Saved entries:
+-------+
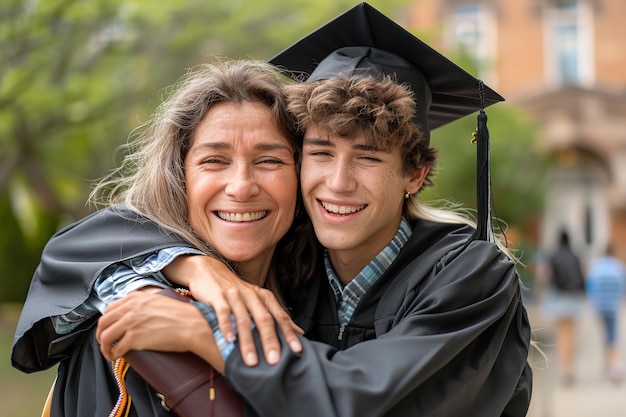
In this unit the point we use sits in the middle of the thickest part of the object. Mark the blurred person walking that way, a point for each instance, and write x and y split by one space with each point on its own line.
606 287
564 301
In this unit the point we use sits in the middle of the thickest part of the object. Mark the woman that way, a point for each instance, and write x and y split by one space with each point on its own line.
216 164
442 330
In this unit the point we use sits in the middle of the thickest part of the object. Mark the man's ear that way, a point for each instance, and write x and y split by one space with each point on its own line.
417 179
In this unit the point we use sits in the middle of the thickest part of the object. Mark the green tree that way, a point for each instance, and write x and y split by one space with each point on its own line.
517 166
77 76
+-------+
▶ **WORK ITEM**
Retype every record as it stands. None of the pictures should appear.

▶ **EXERCISE RESULT**
In this unit the point we use sits in the middle of the thickest part of the object. Mark the blurred person walking that way, a point for each instance, and write x and y split by one space with each point on its own line.
606 287
564 301
In this unit the point we use sits in the middle of the thickest part of the object. Mark the woman that way, a point for each instance, and write x and y split by one space with each point on its own line.
216 164
442 330
In this unit the point we use sits in the middle of the thickest part of the object. Mark the man's ear that way, a point for each instance, and write x and y split by one space with each point on its own line.
417 179
In this unit the point we use sits in the middle of the thickest part of the object. Mark the green tree that way, a point for each instance, and write x and y split by one space with each point on its own line.
517 166
77 76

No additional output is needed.